● **Text segment**:
□ □ □

Because everyone wants to talk about the Wii U, I’m going to go through the 3DS section first to get it out of the way. In short, the 3DS is a money making monster. Ignoring the mobile phone market, which I steadfastly hold as a separate market, the 3DS is the dominant handheld by a massive margin. It’s true that Nintendo was forced to lower projections for the system, but the now conservative 12 million figure is still a huge number for any console or handheld. Its only competition is the flagging Vita, and it has a steady stream of high quality games coming from Nintendo themselves and third parties. The 3DS is so successful that I fully expect it to top the DS as the best selling handheld console ever made. This is especially funny considering, in its first year, the 3DS was struggling and everyone was talking about how doomed Nintendo was.
Then there’s the Wii U. It’s no secret that the Wii U isn’t the powerhouse the original Wii was. The Wii was, in my opinion, a fluke. It was cheap and brought in a massive new market due to a combination of becoming the hot Christmas toy and being very difficult to find for a long time. The Wii itself was not a very good system, probably Nintendo’s worst if we’re not counting the horror that is the Virtual Boy. That was a problem, though one that Nintendo may have been unaware of due to the stacks of money rolling into their offices. What the Wii did was shake confidence in Nintendo from the core base. When Nintendo finally noticed this and promised to change with the Wii U, much of the damage had already been done. Many complaints against Nintendo’s quality stem from the Wii. It was 7 years of a system, which ran out of steam in 5. There are beloved games on the system, but the immense amount of shovelware meant that only Nintendo’s games were a truly safe bet for casuals. This had the side effect of further alienating third parties.
That leads us to the Wii U. Nintendo lost the casual market due to poor marketing, brand confusion, and because the market they had for the Wii was a false market to begin with (older people buying the Wii for Wii Sports only is not a market that’s coming back). Because of the Wii, the core market was also hesitant to join up with Nintendo, especially due to the fact that the Wii U was another underpowered system, no stronger than the Xbox 360s or PS3s that the majority of gamers already possessed. Despite these shortcomings, it’s important to note that the Wii U launched very strongly. Not as strong as the PS4 and Xbox One, but they were able to sell millions in only a few months. The problem wasn’t the launch, or the hardware at the time. If it were, Nintendo would have been left with abysmal numbers. One could argue that it was the Nintendo faithful alone that kept the numbers up launch, but the same could be said with every launch ever.

□ □ □

● **Data**:
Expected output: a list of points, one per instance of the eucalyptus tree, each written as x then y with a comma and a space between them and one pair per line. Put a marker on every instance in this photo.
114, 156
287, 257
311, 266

□ □ □

● **What this exercise asks**:
1 - Answer these about the commentary on Nintendo's 3DS and Wii U, one answer per line:
(a) To what number were Nintendo's 3DS projections lowered?
(b) Leaving out the Virtual Boy, which system does the writer call Nintendo's worst?
(c) How many years did the Wii last, and after how many did it run out of steam?
2 - Continue the commentary on Nintendo's 3DS and Wii U, picking up after its final sentence.

● **Per-task outputs**:
1 -
(a) 12 million
(b) The Wii
(c) It lasted 7 years and ran out of steam in 5.

2 -
In my opinion, the real culprit for the Wii U’s flagging fortunes has always been the drought that followed the launch. Nintendo may have launched strong, but it took them far too long to start releasing quality games on the system. Wii U purchasers found themselves complaining about the lack of retail releases as well as Nintendo’s consistently bad job at utilizing the incredible potential of the Virtual Console. This was the same drought that hurt the 3DS so much. However, there are key differences that prevent the Wii U from springing back nearly as easily. The difference lies primarily in the competition. The 3DS faced the strongly under-performing Vita. The Wii U, on the other hand faces the already successful PS4 and Xbox One, both of which are an entire generation of graphics above the Wii U. To make matters worse, the competition is primarily driven by third party games, which Nintendo had been alienating on consoles since the N64 era.
But let’s look at the projections themselves. Nintendo boasted 9 million units being sold while they were in the middle of the drought even before the price drop. Was this ever a realistic forecast? No, never. In order to hit those numbers, the Wii U would have needed to become a massive phenomenon, one which needed to destroy the competition during the holiday season. There was no indication this was even possible when Nintendo pulled the number seemingly out of thin air. For anyone paying even the slightest attention to the situation, 9 million was never going to happen, not when the forecast was first made, nor as time progressed. The worst part of this news is that it hides the fact that the Wii U has been performing a lot better since the holiday season. Not 9 million sales better, mind you, but the system has definitely begun to see a rise in sales.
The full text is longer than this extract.